> **Do this**
Pick out every row below that contains the word "barn" and copy each one in full. Case counts.

##### Dataset

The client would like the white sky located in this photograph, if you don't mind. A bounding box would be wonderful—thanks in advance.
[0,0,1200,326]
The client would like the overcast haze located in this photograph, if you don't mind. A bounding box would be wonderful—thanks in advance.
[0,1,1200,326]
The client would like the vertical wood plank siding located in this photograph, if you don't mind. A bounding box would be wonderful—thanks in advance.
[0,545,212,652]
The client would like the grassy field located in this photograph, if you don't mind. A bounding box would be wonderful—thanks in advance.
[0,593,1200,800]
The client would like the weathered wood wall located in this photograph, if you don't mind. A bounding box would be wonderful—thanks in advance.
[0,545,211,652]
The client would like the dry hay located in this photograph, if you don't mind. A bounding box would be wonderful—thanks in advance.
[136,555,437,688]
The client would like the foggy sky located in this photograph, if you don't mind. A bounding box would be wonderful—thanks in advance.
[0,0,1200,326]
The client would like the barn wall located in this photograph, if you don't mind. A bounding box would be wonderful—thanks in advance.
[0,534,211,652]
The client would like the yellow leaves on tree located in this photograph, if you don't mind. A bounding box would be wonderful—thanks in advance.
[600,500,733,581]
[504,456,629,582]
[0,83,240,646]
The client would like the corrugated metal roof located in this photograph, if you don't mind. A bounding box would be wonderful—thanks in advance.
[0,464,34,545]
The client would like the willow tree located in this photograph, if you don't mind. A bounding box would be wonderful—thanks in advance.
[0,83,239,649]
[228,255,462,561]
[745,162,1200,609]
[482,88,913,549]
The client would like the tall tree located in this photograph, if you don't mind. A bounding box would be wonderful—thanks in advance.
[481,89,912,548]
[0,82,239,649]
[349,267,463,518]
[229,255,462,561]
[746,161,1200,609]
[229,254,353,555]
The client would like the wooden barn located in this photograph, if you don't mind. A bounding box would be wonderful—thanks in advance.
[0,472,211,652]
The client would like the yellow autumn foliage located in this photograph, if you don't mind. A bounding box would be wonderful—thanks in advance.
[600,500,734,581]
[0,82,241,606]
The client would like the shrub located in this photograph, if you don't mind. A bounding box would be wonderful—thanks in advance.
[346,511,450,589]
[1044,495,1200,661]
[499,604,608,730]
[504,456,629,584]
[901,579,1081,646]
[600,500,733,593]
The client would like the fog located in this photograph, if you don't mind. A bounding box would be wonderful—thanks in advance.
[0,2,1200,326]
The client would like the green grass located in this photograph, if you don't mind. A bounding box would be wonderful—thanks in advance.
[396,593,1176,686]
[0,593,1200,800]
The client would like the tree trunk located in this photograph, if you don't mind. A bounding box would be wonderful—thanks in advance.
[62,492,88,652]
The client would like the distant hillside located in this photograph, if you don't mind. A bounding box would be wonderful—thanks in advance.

##########

> **Result of this task**
The client would like the barn wall located in this photograph, if you don't mind. A bounding box would be wonderful—thanks in advance.
The client would like the wooden barn located in this photograph, if you don't mind. A bounding box would be wonderful—thanks in advance.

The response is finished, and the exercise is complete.